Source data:
Segment Open

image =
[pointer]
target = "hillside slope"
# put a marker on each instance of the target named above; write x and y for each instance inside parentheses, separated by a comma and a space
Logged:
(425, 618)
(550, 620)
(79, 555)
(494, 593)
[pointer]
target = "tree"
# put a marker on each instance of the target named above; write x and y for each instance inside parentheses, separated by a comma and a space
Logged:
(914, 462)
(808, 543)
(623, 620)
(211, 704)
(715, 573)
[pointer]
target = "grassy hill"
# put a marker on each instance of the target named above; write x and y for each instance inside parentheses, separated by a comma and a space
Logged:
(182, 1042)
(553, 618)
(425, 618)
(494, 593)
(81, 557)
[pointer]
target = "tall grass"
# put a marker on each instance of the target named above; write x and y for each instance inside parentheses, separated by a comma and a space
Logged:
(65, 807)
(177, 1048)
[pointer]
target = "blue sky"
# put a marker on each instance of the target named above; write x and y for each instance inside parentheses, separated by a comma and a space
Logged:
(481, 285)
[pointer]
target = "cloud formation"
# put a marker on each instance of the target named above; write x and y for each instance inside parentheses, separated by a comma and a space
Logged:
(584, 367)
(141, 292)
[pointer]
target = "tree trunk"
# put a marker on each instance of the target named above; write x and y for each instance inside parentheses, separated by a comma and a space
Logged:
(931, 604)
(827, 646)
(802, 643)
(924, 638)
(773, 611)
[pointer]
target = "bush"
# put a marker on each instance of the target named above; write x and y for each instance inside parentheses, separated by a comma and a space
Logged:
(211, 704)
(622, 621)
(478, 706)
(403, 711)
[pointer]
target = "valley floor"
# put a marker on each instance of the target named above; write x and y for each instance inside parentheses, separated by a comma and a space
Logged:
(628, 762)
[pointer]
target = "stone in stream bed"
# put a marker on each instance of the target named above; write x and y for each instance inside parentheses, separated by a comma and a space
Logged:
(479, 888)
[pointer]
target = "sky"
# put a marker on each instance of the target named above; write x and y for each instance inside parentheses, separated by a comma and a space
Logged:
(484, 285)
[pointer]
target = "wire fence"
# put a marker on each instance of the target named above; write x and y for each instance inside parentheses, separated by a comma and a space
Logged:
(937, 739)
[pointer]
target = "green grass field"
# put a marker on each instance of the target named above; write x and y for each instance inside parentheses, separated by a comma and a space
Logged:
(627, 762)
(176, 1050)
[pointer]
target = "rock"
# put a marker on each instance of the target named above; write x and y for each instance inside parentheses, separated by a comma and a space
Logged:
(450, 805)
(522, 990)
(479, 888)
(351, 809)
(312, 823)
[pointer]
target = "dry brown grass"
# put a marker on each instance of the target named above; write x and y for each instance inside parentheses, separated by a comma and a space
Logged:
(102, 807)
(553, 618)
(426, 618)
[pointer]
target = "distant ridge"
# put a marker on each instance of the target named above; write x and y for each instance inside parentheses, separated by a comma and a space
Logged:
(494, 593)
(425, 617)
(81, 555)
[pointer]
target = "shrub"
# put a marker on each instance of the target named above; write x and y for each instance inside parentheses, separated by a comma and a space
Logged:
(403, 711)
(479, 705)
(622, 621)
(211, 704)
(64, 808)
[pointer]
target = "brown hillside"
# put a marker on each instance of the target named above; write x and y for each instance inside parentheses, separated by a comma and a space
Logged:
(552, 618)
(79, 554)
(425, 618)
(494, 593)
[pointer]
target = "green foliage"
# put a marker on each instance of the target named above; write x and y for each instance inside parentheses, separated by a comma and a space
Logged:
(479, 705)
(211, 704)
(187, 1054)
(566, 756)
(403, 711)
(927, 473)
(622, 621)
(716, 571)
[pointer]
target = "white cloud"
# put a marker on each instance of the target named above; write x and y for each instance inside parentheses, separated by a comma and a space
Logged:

Segment Closed

Total lines with "hillside" in the records above: report that figure alone.

_Reply to the exercise_: 2